__GOAL OF THE EXERCISE__.
Reproduce the listing below with every occurrence of "pixel coordinate pair" swapped for "pixel position" and everything else unchanged. Leave out the pictures.

__RAW RECORDS__.
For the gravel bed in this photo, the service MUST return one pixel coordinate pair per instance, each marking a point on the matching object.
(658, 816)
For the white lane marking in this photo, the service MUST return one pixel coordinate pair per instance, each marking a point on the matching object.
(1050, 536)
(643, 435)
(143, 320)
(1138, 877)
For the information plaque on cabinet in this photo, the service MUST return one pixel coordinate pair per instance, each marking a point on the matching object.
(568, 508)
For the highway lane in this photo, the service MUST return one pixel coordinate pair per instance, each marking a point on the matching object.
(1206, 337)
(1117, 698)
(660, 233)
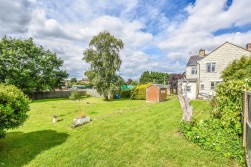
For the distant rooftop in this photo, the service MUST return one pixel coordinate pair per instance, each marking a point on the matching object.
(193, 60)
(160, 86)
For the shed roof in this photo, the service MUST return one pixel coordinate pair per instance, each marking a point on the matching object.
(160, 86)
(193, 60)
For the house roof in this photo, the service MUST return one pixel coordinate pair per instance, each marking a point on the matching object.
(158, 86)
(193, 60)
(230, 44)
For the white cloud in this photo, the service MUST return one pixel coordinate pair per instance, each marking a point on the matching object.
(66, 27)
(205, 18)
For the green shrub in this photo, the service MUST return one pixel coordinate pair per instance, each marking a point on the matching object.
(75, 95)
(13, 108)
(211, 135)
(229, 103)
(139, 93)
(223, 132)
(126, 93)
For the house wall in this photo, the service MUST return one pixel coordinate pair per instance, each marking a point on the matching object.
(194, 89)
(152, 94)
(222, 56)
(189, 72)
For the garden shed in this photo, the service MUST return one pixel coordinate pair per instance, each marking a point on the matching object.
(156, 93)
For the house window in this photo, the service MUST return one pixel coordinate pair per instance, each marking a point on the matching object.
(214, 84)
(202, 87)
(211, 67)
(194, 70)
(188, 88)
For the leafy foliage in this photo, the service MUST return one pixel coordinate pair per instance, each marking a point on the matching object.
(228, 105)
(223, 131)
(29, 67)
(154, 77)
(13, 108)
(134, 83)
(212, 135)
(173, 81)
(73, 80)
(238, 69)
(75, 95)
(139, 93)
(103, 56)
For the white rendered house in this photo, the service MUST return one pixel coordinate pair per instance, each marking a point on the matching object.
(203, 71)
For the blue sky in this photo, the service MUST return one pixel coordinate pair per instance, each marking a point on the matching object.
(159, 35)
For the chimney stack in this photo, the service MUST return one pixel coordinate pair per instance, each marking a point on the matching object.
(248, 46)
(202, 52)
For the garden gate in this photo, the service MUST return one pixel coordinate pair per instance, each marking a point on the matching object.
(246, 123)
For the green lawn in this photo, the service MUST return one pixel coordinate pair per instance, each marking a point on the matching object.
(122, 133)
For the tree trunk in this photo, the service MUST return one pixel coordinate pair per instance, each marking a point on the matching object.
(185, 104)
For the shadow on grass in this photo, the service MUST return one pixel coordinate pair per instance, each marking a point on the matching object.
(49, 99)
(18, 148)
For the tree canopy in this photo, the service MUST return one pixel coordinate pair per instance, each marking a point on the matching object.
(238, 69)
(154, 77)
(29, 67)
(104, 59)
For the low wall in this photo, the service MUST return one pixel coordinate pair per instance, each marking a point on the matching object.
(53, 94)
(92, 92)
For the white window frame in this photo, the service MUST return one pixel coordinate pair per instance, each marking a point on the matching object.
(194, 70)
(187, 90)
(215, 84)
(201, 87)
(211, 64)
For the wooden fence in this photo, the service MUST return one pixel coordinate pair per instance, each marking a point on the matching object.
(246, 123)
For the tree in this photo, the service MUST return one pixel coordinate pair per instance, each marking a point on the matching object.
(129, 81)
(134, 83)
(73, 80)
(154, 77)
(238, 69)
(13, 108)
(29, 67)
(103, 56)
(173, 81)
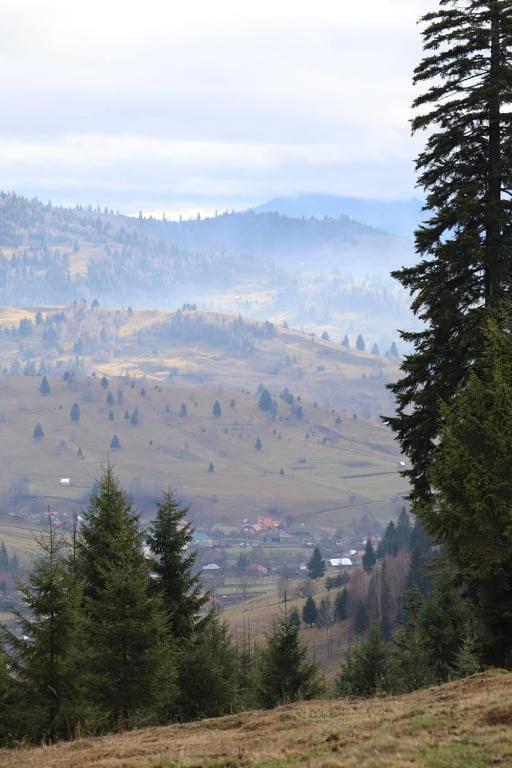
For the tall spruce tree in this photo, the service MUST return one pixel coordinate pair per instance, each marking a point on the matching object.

__COMPLETE RESPONSE__.
For the gravel bed in this photo, the service MUST return one pixel position per instance, each marking a point on the matching object.
(658, 816)
For the white lane marking in this photo, the service MUST return one pixel position per instance, each marking a point on the matching object.
(1050, 536)
(643, 435)
(143, 320)
(1138, 877)
For the information plaque on cabinet in this photo, the service MUST return one pixel position per instance, each marking a point on the matching object.
(568, 508)
For the highway lane in this photo, the service MUST return one pixel position per instance, each marking a point on the matching object.
(1206, 337)
(1117, 698)
(660, 233)
For the distant rooftop in this photo, the service MUST return one pixel position per instance, each marking a point on the matching object.
(193, 60)
(160, 86)
For the shed roof in this photo, the service MUST return one pixel position per instance, each marking a point on the matching object.
(160, 86)
(193, 60)
For the house roof in this photo, the service MUST return one pixel position per instance, each marking a point on the matching object.
(158, 86)
(193, 60)
(230, 44)
For the white cloud in this photo, the service MUST return one pixel position per instance, each marking a point on the matching object.
(66, 27)
(205, 18)
For the green shrub in this photo, the service MUST return one pixel position per instance, each marking a point on the matching object.
(75, 95)
(13, 108)
(211, 135)
(229, 103)
(139, 93)
(223, 132)
(126, 93)
For the house wall in this photo, the service MUST return one pixel position per instance, each marking a point on the matching object.
(194, 89)
(152, 94)
(222, 56)
(189, 72)
For the garden shed in this photo, the service MUST return one pixel position per instance, each marking a point on the matching object.
(156, 93)
For the house window in this photo, the service MUST return one pixel position per instance, each marking a point on the matching object.
(214, 84)
(202, 87)
(211, 67)
(194, 70)
(188, 88)
For the leafy foliage in this photo, the service MUST return one pixel position per instance, each marking a point on the matching object.
(228, 105)
(223, 131)
(29, 67)
(154, 77)
(13, 108)
(134, 83)
(212, 135)
(173, 81)
(73, 80)
(238, 69)
(75, 95)
(139, 93)
(103, 56)
For the white rendered house in this photo, the service MUST return one pixel position per instance, each marking a point on the matching object.
(203, 71)
For the blue sky in this photo, the service MUST return one pixel position per instance, each marking a point on the matching object.
(159, 35)
For the chimney stack in this photo, the service MUST return one pixel position per instance, each marking a point on the matching object.
(248, 46)
(202, 52)
For the garden gate in this photo, the service MUST return one pixel position per instance, each marking a point on the matching object.
(246, 123)
For the green lawn in this photo, the service MUST return one pixel position per instance, each marking a point on the matching object.
(122, 133)
For the tree trunk in this photo, the service MUST return one pixel position per instance, each marking a point on the matching object.
(185, 104)
For the shadow on grass in this photo, the service MUST return one pixel position per instance, each marking a point on the matching object.
(49, 99)
(18, 148)
For the tree canopy in this photo, the service MUST return one pixel position per instance, each marking a point on the matching object.
(238, 69)
(154, 77)
(29, 67)
(104, 59)
For the low wall in this photo, the service MUST return one pixel position per instance, each marking a point on the matching object.
(53, 94)
(92, 92)
For the white window frame in this photo, the service MUST return one pixel position per instance, each marking a point on the matching object.
(194, 70)
(187, 90)
(215, 84)
(201, 87)
(211, 64)
For the wooden fence in this photo, the service MUST return one pixel position per instance, each marking a point on the matching object.
(246, 123)
For the tree in this photo, the service MUST return one pixel position per instance, each marking a point on the matching object.
(129, 81)
(134, 83)
(73, 80)
(154, 77)
(238, 69)
(13, 108)
(29, 67)
(103, 56)
(173, 81)
For the tall spruce tree in this photo, the service MUST return one pixel position per instance, each marking a point on the matching object.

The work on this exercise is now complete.